[DATA FOR THIS TASK]:
************

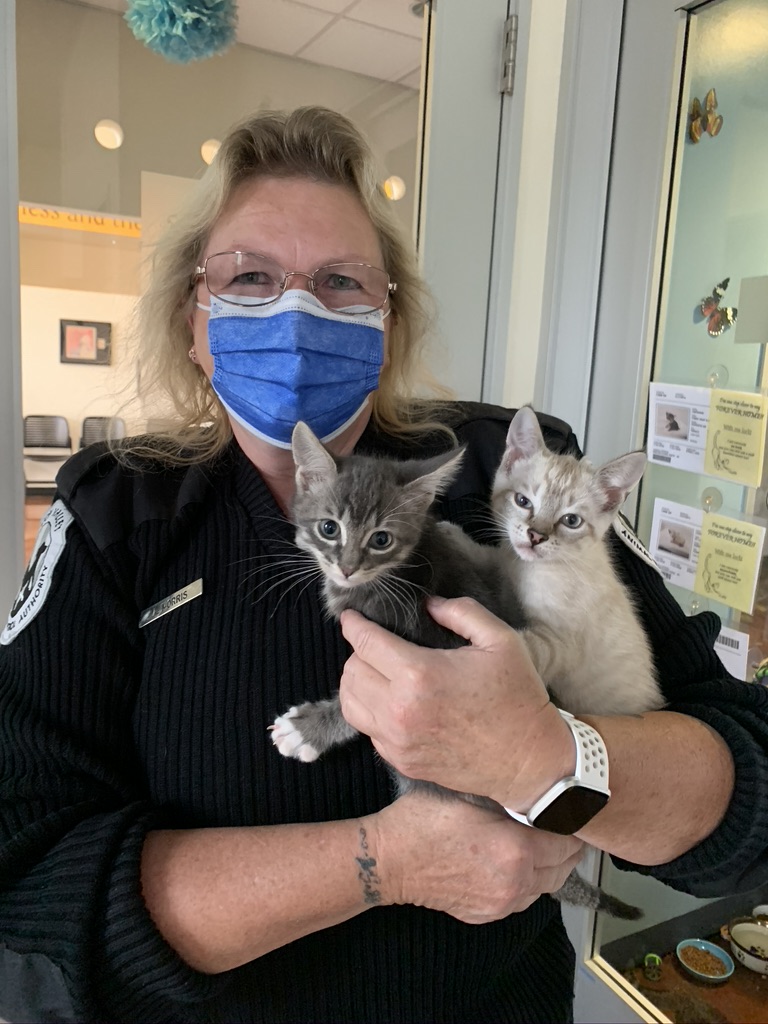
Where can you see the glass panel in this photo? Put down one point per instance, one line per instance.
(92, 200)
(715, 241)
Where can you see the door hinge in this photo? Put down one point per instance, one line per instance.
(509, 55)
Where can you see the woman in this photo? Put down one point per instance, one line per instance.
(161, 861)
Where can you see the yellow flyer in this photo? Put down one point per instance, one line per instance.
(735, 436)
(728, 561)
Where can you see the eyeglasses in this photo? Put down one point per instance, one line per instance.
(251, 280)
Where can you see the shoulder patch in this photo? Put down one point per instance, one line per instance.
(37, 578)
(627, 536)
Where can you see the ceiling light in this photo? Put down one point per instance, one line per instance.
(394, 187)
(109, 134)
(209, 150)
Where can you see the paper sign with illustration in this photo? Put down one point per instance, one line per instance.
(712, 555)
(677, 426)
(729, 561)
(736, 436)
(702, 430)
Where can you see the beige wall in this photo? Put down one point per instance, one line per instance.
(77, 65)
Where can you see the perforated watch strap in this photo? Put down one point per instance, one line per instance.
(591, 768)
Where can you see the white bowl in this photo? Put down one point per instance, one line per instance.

************

[WHAT THE TASK ASKS]:
Copy out the lines above word for word, leaving out the pictures.

[FINISHED TASK]:
Where can you see the glass panel in this photo? Put down one point per instance, one line per instance.
(92, 200)
(715, 241)
Where can you see the door hinge in this photo? Put down one point per instance, one line per instance.
(509, 55)
Where can you see the woman in this photo? Put down one point per instance, one line per instance.
(161, 861)
Where can you see the yellow flyer in this photo? Put down one point per instance, one line per instance.
(735, 436)
(728, 561)
Where can you see the eyeglasses in this photo? Put down one point per instance, one line per instance.
(251, 280)
Where can you see the shoulder patch in this photo? Put down one point per instance, one line per instance.
(37, 578)
(627, 536)
Where can you see the ceiling light in this photo? Put down one point per instance, one line per instance.
(394, 187)
(109, 134)
(209, 150)
Where can you see the paper sign with illustration in this photo? Put down one point per instance, one line per instance.
(712, 555)
(677, 426)
(729, 561)
(736, 436)
(702, 430)
Where can you see the beige wall in this photo? Put down one point per instance, one line per instance.
(77, 65)
Where can you see the perforated watch strap in this photo? Put down one point per instance, one line per instance.
(591, 768)
Where can you see the white bowl in this photo? Put down one point per instance, one line per instance.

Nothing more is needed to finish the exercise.